* [WHAT YOU WILL DO]: Print verbatim the lines of the records below from the line containing "of the black" through the line containing "[(10, 247), (6, 113), (15, 204)]", both included, and nothing else.

>> Begin THE INPUT

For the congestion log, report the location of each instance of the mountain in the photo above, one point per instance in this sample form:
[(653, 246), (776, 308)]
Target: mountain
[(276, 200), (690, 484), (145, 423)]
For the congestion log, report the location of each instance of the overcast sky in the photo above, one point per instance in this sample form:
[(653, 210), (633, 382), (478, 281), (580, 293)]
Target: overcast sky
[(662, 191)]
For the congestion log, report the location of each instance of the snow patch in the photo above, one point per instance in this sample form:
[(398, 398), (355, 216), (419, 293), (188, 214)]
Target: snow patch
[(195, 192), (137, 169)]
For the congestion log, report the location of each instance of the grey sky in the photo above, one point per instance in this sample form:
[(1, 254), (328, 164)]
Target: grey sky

>> End THE INPUT
>> Begin THE INPUT

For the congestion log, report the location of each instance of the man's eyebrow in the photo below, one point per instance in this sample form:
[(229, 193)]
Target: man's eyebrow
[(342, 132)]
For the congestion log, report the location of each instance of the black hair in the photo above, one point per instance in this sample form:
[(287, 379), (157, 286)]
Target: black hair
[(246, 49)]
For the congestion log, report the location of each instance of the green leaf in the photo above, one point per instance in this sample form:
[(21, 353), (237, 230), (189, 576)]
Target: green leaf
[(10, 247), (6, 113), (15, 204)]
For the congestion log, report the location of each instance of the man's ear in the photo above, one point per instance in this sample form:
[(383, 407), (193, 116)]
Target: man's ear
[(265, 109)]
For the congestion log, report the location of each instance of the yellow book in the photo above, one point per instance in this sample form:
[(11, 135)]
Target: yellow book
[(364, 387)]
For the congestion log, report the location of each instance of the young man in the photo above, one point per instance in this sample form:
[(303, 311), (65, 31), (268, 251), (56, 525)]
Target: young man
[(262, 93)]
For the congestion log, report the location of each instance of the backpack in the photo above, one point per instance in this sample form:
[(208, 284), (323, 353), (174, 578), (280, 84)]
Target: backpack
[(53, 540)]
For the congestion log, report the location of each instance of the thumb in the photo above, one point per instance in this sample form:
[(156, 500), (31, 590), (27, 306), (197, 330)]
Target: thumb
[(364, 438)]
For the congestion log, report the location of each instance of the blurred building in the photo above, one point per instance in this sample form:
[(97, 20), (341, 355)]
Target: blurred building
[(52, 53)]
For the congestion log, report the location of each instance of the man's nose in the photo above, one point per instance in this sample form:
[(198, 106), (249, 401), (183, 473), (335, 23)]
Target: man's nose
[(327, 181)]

>> End THE INPUT

* [CORRECT OUTPUT]:
For the congestion log, report the location of each instance of the black hair in the photo above, one point per instance in this sample form:
[(287, 379), (157, 286)]
Target: black hair
[(246, 49)]
For the congestion log, report the location of each instance of the green leaf in the photo above, one point per instance in this sample form:
[(21, 353), (237, 230), (189, 576)]
Target: green leaf
[(10, 247), (6, 113), (15, 204)]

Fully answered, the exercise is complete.